RoS w obecnym meta ma podobnie. W obecnym meta prawie wymagany jest eVyros (ew. Force Wall), który ma całkiem nieźle z Bradigusem. Nie jest to spacerek i rozpiska Vyrosa wymaga lekkiego techowania pod ten meczup, ale nie jest to jakaś rewolucja. Brad ma przewagę w postaci mechaniki Furii, dostępu dużej ilości RfP (który wyłącza feat Vyrosa) i wyższego ARMa, ale Gryfy zaczynają łańcuszek Synergii z wyższego pułapu POW, mają reacha i kilka hp więcej od Watcherów. IMO poszedłbym w stronę australijskiego eVyrosa (Imp, 7 Gryfów, 2 Aspisy, Atrificer, Lanyssa, 2 Arcanistów) i gra powinna być w miarę wyrównana.
/edit Gobos - Zgadzam się, że Harbi może powalczyć, ale trzeba uważać na dwie rzeczy - kosmiczną assasynację z Brada + kamieni, strzelanie Woldwatcherów - zazwyczaj masz z jednego Shield Guarda i tniesz się z martyrdoma.
Re: Bradigus the Broken.
Napisane:
czwartek, 4 grudnia 2014, 12:43
przez Simon99
Re: Bradigus the Broken.
Napisane:
czwartek, 4 grudnia 2014, 12:44
przez dogrizz
Dodatkowo gryfy nie przejmują się lasami ze wzgledu na LoS (bird's eye). Tak więc nie jest źle
Re: Bradigus the Broken.
Napisane:
czwartek, 4 grudnia 2014, 12:51
przez Śliski
RiV, tu nie chodzi o to, czy legion sobie z tym poradzi. Chodzi o to, że rozpa, która sobie radzi z Bradigusem ma problem, z innymi popularnymi cyrklowymi casterami (np. granie eThagroshem na eKruegera to smuteczek...). Jesteś zmuszany do brania jednej rozpy, bo jak weźmiesz inną, to masz auto-loose, przez co przeciwnik jest w bardzo komfortowej sytuacji.

**Opis zadania:** Podmień "spacerek" na "bułka z masłem" i przepisz z wybranego tekstu fragment, który zaczyna się od słów "RoS w obecnym" i kończy na "się z martyrdoma.".

**Dostarczone dane:**
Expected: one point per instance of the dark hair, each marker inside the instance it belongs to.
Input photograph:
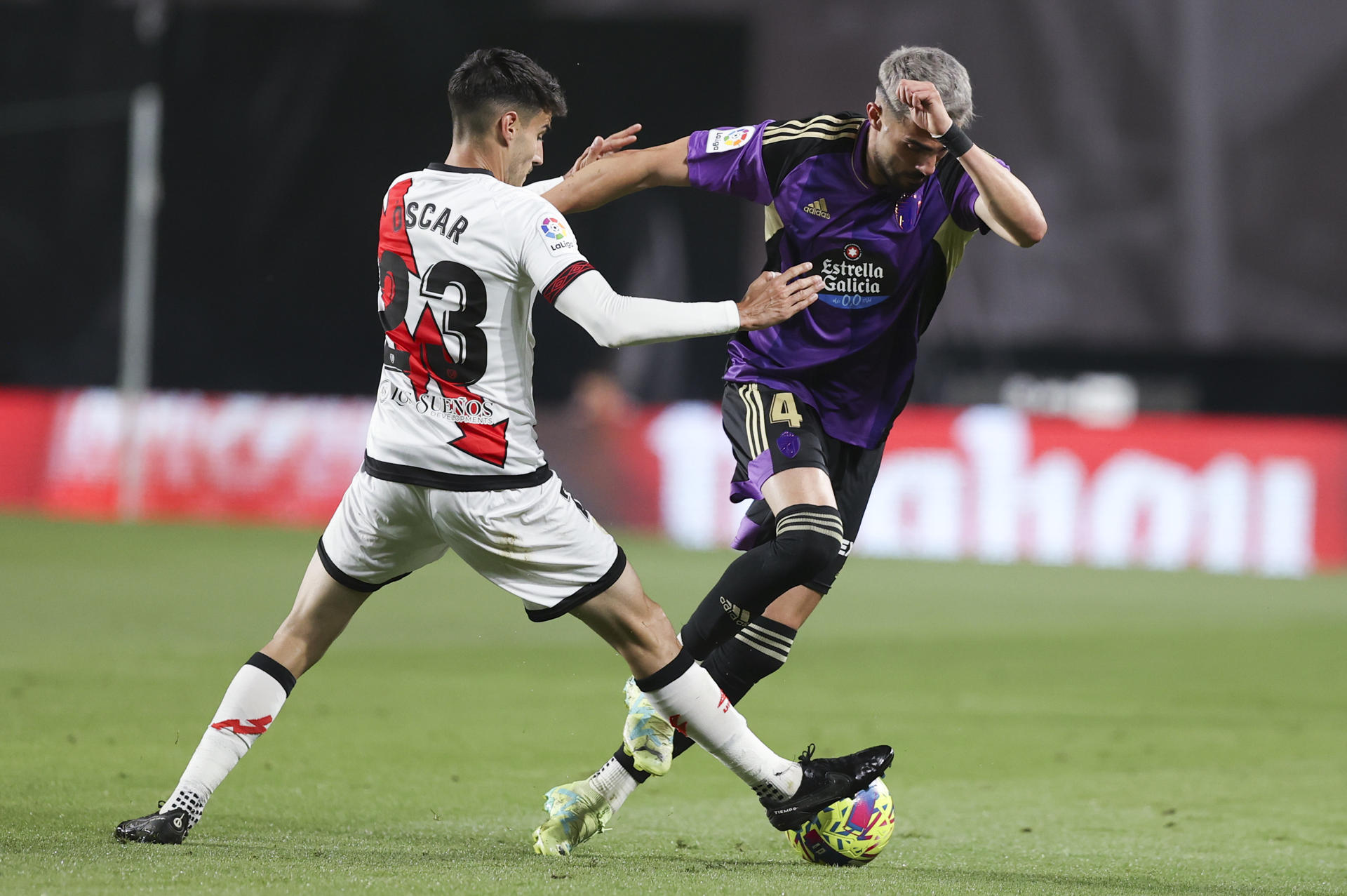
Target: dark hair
(490, 81)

**Wynik zadania:**
RoS w obecnym meta ma podobnie. W obecnym meta prawie wymagany jest eVyros (ew. Force Wall), który ma całkiem nieźle z Bradigusem. Nie jest to bułka z masłem i rozpiska Vyrosa wymaga lekkiego techowania pod ten meczup, ale nie jest to jakaś rewolucja. Brad ma przewagę w postaci mechaniki Furii, dostępu dużej ilości RfP (który wyłącza feat Vyrosa) i wyższego ARMa, ale Gryfy zaczynają łańcuszek Synergii z wyższego pułapu POW, mają reacha i kilka hp więcej od Watcherów. IMO poszedłbym w stronę australijskiego eVyrosa (Imp, 7 Gryfów, 2 Aspisy, Atrificer, Lanyssa, 2 Arcanistów) i gra powinna być w miarę wyrównana.
/edit Gobos - Zgadzam się, że Harbi może powalczyć, ale trzeba uważać na dwie rzeczy - kosmiczną assasynację z Brada + kamieni, strzelanie Woldwatcherów - zazwyczaj masz z jednego Shield Guarda i tniesz się z martyrdoma.